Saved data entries
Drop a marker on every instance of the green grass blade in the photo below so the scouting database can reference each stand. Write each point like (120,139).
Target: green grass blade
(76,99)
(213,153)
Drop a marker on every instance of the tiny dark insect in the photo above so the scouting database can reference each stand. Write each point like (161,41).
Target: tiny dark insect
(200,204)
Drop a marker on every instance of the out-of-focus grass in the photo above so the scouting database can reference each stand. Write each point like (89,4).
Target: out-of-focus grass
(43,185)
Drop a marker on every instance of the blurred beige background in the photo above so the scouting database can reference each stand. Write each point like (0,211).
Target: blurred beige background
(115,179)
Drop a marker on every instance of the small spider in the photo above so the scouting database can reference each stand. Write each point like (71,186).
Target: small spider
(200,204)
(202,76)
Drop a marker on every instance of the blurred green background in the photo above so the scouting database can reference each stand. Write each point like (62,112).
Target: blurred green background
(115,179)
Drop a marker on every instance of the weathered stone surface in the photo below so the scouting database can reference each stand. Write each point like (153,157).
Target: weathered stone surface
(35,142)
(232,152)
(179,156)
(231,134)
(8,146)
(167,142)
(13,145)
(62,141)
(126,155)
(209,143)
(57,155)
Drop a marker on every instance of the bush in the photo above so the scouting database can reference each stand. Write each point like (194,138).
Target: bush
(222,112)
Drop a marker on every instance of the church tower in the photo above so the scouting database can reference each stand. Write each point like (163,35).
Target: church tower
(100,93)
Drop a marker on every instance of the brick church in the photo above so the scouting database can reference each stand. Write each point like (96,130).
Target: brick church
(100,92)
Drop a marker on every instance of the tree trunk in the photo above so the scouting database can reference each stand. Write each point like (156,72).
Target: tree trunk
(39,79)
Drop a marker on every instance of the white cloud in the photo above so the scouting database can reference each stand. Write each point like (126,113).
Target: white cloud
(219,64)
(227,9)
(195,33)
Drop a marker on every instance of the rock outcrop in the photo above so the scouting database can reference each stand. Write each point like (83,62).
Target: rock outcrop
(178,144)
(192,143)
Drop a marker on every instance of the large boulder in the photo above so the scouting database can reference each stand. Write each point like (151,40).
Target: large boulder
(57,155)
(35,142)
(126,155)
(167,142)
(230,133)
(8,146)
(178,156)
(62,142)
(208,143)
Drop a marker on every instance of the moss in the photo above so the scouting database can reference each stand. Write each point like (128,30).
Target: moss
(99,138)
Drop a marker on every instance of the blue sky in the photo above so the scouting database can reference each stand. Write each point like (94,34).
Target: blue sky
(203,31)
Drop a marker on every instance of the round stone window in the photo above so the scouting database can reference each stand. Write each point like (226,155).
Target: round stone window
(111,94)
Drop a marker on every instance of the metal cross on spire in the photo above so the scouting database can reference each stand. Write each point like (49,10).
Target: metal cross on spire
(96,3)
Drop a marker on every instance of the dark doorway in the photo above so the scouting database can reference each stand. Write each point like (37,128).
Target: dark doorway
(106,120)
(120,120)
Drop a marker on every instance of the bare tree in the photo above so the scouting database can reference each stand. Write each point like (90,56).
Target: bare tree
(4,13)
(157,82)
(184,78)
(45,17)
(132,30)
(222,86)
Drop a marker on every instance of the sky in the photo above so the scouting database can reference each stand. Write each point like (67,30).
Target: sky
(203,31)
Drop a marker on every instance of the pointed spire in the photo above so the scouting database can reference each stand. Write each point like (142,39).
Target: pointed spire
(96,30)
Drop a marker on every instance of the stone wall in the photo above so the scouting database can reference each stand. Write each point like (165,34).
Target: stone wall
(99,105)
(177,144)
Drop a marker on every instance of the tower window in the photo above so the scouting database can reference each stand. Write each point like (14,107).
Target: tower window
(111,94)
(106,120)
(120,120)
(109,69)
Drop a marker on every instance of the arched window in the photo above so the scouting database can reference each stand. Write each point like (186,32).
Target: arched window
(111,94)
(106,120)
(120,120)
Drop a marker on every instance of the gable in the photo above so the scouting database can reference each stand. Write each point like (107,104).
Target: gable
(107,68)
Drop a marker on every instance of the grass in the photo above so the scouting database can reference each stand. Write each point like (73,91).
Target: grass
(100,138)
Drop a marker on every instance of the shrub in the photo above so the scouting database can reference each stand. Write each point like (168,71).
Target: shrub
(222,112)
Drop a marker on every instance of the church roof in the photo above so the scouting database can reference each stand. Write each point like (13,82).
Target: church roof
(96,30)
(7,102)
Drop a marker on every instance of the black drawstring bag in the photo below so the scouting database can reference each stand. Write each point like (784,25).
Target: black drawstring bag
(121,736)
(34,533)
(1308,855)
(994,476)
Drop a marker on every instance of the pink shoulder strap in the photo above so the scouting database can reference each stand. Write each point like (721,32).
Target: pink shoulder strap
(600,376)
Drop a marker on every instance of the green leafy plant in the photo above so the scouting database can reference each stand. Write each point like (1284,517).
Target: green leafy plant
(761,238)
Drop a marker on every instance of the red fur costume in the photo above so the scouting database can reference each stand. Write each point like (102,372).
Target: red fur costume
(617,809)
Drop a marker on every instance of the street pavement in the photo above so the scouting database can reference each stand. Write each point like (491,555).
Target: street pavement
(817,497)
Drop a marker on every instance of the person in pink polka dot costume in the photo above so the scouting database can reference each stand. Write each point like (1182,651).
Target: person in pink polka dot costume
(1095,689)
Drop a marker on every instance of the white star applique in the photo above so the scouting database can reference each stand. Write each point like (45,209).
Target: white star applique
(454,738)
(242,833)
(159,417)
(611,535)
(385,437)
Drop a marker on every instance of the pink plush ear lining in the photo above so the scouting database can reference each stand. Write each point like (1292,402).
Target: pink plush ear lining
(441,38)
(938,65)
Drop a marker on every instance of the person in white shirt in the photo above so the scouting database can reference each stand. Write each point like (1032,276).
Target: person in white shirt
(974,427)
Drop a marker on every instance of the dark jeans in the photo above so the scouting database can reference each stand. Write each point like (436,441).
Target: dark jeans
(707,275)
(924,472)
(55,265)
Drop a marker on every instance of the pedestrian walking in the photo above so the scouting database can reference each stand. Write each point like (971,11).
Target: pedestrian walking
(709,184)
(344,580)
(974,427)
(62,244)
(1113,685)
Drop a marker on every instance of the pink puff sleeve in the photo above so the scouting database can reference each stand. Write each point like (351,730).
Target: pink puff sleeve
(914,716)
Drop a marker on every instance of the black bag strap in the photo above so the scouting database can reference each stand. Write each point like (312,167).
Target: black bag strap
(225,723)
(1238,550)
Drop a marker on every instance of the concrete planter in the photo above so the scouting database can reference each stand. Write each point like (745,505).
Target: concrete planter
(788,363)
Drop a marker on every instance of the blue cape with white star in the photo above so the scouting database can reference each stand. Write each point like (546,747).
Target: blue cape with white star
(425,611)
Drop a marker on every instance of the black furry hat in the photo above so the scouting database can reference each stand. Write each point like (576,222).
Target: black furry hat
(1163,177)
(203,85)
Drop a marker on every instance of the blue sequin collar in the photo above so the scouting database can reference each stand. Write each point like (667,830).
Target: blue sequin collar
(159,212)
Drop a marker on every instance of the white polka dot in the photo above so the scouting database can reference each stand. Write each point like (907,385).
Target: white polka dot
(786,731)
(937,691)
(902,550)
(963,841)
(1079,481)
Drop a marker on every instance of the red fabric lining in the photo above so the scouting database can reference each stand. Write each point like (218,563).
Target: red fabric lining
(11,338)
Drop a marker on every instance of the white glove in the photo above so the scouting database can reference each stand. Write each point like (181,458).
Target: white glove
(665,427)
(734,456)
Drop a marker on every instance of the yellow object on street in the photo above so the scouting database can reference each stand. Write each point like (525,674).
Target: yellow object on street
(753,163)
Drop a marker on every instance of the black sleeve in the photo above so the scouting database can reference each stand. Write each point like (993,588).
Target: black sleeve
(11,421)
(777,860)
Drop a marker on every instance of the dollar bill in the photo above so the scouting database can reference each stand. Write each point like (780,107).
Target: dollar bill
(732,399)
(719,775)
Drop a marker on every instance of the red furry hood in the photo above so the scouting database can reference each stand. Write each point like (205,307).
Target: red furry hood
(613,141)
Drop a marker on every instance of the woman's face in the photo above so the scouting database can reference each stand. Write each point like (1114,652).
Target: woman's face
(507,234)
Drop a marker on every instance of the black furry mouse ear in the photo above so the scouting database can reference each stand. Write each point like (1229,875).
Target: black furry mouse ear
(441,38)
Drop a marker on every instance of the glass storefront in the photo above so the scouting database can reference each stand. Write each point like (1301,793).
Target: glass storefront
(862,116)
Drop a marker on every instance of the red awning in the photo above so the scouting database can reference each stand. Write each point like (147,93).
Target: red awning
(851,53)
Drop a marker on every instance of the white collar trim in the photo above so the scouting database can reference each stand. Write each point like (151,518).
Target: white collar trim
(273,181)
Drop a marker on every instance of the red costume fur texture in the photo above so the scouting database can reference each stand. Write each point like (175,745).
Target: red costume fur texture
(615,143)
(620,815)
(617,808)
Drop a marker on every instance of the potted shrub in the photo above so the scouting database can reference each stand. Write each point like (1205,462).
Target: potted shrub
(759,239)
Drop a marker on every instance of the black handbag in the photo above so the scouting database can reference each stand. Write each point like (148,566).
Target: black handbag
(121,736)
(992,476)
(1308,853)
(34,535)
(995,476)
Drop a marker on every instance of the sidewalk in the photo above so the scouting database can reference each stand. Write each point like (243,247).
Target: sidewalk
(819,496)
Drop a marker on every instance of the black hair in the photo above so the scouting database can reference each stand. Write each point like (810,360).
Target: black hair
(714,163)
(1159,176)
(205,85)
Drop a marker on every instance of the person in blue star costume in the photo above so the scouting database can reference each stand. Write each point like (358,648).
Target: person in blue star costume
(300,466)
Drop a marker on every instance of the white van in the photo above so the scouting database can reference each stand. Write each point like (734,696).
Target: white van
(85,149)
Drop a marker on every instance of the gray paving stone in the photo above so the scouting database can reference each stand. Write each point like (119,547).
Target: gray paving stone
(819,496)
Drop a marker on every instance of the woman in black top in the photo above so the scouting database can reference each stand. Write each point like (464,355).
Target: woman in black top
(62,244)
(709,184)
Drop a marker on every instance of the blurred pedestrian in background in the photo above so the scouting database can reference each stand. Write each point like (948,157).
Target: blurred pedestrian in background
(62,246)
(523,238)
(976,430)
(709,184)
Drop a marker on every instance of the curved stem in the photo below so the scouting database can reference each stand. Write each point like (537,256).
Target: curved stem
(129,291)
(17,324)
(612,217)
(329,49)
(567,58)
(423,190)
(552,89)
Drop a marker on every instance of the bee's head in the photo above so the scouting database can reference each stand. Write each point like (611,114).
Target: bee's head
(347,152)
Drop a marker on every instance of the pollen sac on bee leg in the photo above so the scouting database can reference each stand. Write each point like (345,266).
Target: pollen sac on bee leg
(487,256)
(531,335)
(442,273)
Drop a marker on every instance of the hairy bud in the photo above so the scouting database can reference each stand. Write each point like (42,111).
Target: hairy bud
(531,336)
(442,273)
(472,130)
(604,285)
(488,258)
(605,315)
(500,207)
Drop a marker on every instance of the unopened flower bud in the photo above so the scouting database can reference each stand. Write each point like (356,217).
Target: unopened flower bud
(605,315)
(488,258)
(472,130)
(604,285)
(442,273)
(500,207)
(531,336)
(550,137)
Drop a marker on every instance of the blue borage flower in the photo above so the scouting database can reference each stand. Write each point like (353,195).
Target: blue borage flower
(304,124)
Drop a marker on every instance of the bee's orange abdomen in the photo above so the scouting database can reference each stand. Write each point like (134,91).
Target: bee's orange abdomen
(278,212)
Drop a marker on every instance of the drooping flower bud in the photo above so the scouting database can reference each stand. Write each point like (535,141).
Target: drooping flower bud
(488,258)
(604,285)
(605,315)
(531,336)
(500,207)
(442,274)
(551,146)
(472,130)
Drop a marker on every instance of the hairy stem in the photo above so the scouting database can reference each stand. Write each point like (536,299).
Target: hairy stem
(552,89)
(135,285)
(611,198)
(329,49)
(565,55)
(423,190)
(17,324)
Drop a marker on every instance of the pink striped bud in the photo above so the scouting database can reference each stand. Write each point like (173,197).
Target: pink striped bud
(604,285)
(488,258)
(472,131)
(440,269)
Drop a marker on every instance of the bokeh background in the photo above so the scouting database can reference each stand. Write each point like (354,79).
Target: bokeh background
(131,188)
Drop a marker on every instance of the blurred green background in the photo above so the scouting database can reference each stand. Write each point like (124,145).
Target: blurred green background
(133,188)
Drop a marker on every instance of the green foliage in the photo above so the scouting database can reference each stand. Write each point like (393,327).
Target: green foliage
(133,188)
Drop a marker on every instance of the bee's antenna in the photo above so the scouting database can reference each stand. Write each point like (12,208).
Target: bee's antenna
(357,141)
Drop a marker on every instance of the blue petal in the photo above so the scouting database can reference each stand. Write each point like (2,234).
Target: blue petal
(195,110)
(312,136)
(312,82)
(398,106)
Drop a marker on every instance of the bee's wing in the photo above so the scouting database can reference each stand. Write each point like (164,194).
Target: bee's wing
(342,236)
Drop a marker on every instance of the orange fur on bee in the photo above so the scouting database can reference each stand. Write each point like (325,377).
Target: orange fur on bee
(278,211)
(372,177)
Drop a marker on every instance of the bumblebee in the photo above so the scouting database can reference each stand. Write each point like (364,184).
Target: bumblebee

### Exercise details:
Extract, exactly as they appear, the lines from the one containing "Drop a marker on every instance of the pink striped" through the final line.

### Output of the task:
Drop a marker on every instance of the pink striped bud in the photo above so the scouting database can reference each stand. Write each point like (173,197).
Target: pink striped bud
(604,285)
(488,258)
(472,131)
(440,269)
Drop a marker on every instance of the bokeh background in the photo above so the scouting database can reference each stand. Write each point like (354,79).
Target: bokeh background
(131,188)
Drop a marker on every instance of the blurred green background in the photo above so the scouting database can reference each stand. Write each point like (124,145).
Target: blurred green background
(133,188)
Drop a marker on every instance of the green foliage in the photo above so the scouting database can reference each stand. Write each point like (393,327).
Target: green foliage
(133,188)
Drop a marker on every instance of the bee's antenna in the photo above so the scouting database can reference each stand. Write each point like (12,208).
Target: bee's antenna
(357,141)
Drop a marker on every instance of the blue petal in the photo above so the scouting database can reference each stand. Write each point like (2,234).
Target: blue petal
(195,110)
(312,136)
(312,82)
(398,106)
Drop a marker on every instance of the bee's wing in the photo above so the scouting database can reference each stand. Write each point like (164,194).
Target: bee's wing
(342,236)
Drop a marker on every instance of the orange fur on bee in the photo above so the scouting database can reference each stand. Write each point like (325,377).
Target: orange fur on bee
(278,211)
(372,177)
Drop a marker on every instance of the bumblebee in the photo above so the scouting database can reference each stand. Write each point like (364,184).
Target: bumblebee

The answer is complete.